+++ SOURCE INFORMATION

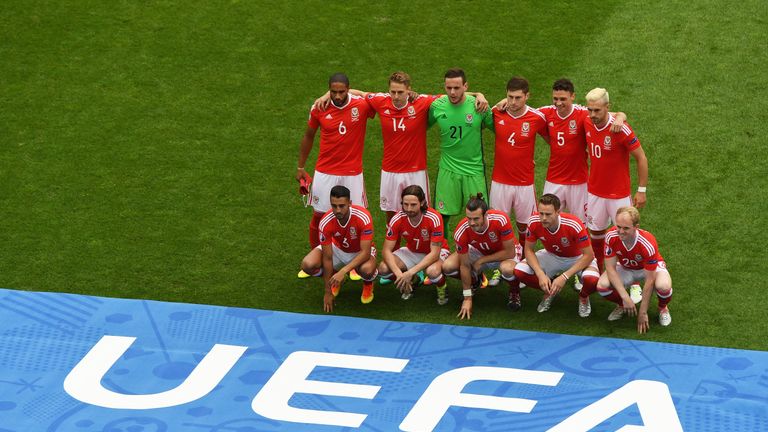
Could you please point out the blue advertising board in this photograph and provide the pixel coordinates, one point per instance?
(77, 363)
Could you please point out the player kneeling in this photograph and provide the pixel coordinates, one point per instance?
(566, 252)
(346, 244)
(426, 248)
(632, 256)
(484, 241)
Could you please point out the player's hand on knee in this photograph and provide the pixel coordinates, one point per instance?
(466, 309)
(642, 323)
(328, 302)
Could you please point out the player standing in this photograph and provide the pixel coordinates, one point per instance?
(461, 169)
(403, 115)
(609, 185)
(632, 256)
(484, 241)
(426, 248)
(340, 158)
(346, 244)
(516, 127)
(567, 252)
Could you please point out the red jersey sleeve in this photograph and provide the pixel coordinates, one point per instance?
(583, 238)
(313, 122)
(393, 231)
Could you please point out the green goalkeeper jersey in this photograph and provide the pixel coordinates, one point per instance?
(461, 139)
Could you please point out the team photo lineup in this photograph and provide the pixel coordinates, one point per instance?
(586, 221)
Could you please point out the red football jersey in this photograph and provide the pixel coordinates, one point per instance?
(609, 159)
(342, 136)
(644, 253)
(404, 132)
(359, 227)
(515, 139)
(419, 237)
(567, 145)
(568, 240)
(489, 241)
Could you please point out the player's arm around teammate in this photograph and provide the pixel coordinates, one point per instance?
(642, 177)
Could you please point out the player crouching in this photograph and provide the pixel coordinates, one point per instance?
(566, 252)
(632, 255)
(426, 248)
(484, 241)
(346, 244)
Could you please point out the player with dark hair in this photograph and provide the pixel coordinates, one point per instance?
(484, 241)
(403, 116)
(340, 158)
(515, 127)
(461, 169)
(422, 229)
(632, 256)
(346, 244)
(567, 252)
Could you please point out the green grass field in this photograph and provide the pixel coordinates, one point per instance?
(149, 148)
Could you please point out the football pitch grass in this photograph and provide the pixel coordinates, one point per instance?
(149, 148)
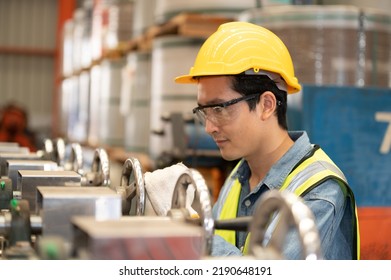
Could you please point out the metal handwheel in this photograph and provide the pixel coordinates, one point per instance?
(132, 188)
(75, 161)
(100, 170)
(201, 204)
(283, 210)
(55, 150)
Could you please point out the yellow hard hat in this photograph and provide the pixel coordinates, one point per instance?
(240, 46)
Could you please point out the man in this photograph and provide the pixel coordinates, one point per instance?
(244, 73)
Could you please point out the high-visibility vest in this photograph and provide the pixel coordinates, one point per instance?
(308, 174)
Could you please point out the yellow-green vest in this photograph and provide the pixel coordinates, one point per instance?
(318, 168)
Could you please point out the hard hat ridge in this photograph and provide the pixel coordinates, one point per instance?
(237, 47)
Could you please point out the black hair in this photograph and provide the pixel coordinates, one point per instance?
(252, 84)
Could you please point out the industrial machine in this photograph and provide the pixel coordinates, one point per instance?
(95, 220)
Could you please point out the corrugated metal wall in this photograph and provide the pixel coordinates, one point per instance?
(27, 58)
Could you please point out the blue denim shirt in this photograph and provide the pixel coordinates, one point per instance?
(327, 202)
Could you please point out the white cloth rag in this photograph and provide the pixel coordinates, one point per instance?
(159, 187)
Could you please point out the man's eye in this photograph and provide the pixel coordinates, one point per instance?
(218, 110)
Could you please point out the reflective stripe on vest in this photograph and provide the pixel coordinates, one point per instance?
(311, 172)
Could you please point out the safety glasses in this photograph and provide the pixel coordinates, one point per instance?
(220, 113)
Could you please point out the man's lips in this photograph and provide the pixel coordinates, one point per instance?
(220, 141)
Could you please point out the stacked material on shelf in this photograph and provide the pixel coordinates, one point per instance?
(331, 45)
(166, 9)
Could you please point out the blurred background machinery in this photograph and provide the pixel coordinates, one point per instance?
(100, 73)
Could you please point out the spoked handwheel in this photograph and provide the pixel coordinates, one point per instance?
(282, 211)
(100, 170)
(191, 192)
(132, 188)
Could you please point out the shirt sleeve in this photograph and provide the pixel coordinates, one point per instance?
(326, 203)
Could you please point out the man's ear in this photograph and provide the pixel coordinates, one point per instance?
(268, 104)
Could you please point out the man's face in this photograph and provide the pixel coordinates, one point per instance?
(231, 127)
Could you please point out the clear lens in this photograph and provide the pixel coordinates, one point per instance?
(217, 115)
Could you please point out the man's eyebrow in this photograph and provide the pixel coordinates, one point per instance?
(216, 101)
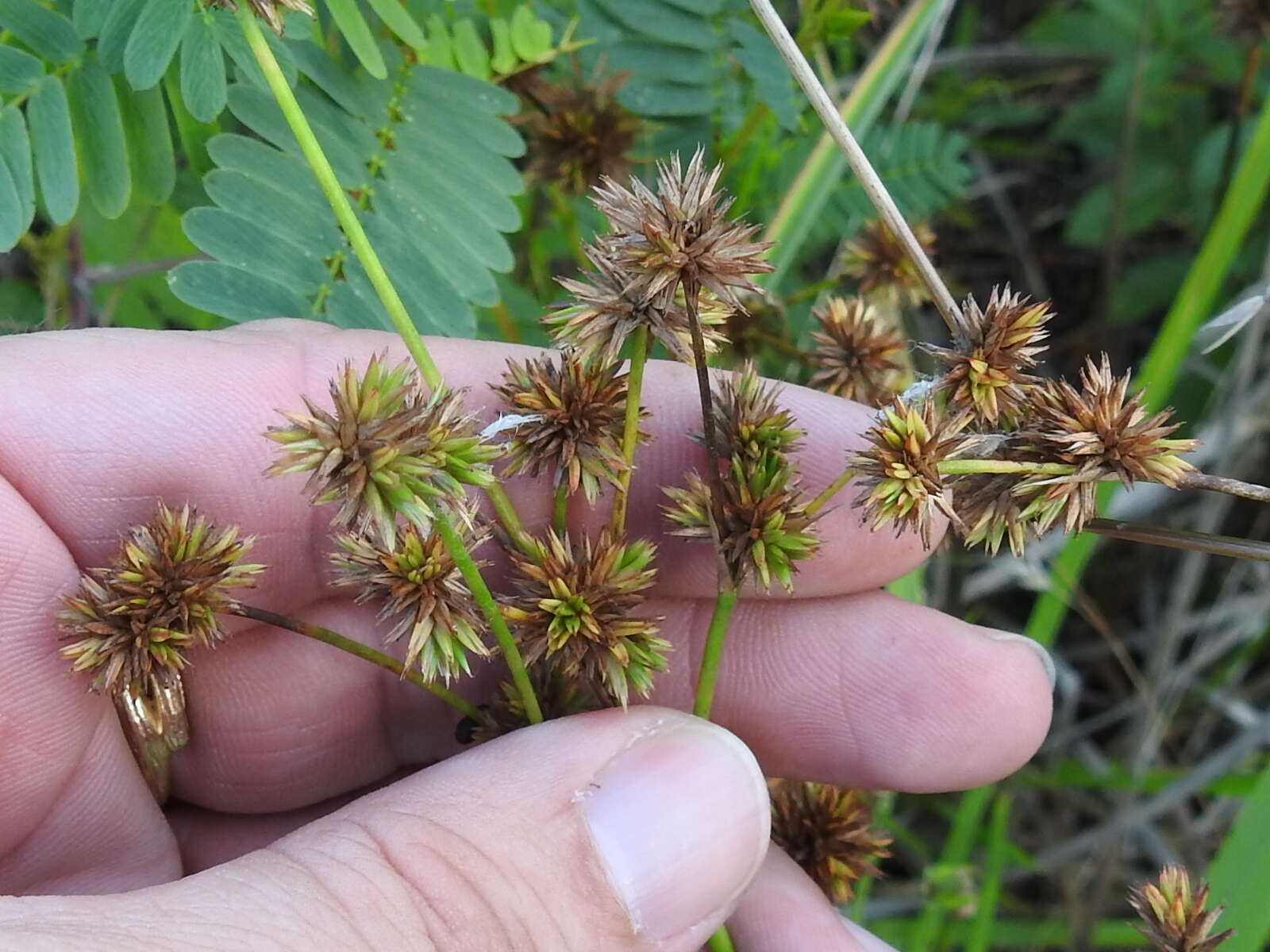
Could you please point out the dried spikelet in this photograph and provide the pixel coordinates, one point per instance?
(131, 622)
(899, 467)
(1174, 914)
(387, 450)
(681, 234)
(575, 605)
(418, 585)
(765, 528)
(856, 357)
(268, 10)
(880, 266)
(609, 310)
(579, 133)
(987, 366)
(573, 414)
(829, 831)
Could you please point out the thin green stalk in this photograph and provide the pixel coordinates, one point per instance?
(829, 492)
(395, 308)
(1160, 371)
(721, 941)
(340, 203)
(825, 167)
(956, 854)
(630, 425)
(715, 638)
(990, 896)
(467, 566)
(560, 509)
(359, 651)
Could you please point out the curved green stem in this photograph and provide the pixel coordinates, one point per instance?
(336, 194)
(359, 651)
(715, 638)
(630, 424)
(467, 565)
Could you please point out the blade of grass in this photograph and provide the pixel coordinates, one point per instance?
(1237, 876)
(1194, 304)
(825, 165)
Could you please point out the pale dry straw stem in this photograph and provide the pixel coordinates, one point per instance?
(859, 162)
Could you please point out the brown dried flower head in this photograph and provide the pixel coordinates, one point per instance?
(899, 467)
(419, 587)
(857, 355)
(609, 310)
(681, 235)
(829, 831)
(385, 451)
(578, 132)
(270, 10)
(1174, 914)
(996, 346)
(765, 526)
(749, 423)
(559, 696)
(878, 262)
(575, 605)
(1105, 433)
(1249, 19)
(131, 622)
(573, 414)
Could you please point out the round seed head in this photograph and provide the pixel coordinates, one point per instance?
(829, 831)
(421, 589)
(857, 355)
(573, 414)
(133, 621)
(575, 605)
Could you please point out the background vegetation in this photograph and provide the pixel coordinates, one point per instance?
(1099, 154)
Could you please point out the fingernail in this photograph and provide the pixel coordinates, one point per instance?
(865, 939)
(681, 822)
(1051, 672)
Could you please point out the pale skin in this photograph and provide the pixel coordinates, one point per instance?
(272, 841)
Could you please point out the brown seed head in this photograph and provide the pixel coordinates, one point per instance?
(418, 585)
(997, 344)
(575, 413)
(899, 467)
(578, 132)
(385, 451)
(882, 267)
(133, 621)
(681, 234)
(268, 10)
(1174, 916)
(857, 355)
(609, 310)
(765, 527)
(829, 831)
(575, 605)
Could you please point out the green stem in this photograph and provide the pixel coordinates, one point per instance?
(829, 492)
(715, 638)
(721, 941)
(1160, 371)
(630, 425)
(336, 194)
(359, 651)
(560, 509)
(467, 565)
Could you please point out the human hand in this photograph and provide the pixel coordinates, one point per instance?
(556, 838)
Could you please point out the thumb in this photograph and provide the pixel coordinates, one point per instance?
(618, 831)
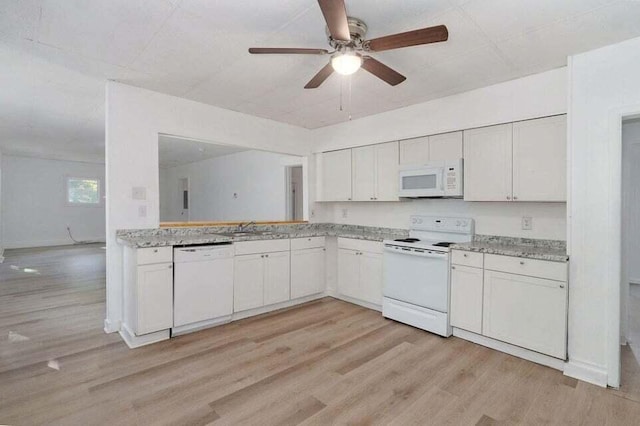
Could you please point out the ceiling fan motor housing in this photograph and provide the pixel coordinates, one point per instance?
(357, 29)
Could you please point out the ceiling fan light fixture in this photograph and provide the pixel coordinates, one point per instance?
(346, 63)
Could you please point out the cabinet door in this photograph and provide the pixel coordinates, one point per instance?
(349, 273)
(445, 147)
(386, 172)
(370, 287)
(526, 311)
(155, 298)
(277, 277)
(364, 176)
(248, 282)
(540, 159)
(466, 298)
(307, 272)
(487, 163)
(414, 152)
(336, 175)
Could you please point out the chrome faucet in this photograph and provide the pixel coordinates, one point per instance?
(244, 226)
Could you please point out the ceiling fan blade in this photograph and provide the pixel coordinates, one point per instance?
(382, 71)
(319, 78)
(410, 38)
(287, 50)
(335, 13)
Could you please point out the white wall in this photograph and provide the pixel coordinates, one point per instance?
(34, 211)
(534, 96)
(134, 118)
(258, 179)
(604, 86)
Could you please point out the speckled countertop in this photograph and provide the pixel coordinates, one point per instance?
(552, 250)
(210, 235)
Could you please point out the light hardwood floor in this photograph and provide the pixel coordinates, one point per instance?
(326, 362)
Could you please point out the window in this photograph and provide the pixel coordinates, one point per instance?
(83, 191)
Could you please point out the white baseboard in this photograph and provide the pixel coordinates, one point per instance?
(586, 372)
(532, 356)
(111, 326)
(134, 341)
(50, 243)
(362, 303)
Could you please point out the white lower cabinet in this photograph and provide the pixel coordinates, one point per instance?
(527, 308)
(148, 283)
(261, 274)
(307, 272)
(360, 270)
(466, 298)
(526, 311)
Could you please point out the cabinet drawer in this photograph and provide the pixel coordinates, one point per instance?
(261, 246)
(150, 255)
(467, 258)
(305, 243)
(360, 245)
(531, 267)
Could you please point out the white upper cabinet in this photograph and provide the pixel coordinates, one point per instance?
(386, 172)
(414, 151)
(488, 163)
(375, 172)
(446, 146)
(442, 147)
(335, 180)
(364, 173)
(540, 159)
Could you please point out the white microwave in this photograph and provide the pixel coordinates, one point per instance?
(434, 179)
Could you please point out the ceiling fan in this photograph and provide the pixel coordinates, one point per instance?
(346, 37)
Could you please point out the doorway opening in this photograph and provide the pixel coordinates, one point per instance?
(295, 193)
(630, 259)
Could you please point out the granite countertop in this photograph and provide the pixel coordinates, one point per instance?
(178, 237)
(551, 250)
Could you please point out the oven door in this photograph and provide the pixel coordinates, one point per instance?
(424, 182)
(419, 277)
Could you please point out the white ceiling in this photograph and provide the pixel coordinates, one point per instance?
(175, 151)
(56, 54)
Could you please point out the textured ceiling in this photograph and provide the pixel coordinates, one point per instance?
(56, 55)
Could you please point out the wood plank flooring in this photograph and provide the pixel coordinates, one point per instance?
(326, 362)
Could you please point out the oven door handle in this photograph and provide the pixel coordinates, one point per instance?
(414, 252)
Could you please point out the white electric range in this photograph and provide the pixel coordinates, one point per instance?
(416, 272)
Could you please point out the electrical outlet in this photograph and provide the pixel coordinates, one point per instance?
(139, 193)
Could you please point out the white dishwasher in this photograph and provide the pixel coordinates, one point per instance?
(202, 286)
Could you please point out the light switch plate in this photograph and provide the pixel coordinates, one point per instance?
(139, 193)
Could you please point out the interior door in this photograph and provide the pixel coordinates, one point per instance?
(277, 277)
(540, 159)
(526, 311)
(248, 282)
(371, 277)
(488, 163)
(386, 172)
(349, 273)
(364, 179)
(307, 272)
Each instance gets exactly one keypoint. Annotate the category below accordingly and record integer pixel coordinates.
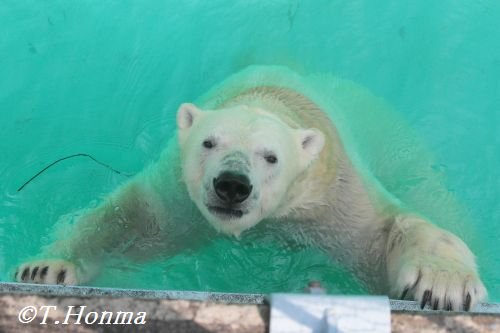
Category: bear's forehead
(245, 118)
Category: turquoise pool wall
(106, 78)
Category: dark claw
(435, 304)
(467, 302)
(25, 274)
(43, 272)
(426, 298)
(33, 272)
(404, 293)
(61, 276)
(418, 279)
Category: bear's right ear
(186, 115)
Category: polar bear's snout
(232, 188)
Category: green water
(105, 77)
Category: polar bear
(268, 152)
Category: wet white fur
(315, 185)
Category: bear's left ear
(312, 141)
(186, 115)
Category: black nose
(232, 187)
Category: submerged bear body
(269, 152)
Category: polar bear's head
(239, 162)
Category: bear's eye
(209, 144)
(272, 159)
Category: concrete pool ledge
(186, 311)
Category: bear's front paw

++++++

EXERCISE INSTRUCTIONS: Please return only the lines from the one that contains "Category: bear's left ear" through the final line of the entries, each exactly as written.

OUTPUT OF THE EXERCISE:
Category: bear's left ear
(312, 141)
(186, 115)
Category: black nose
(232, 187)
Category: submerged bear body
(269, 152)
Category: polar bear's head
(239, 162)
Category: bear's eye
(209, 144)
(272, 159)
Category: concrete pool ledge
(186, 311)
Category: bear's front paw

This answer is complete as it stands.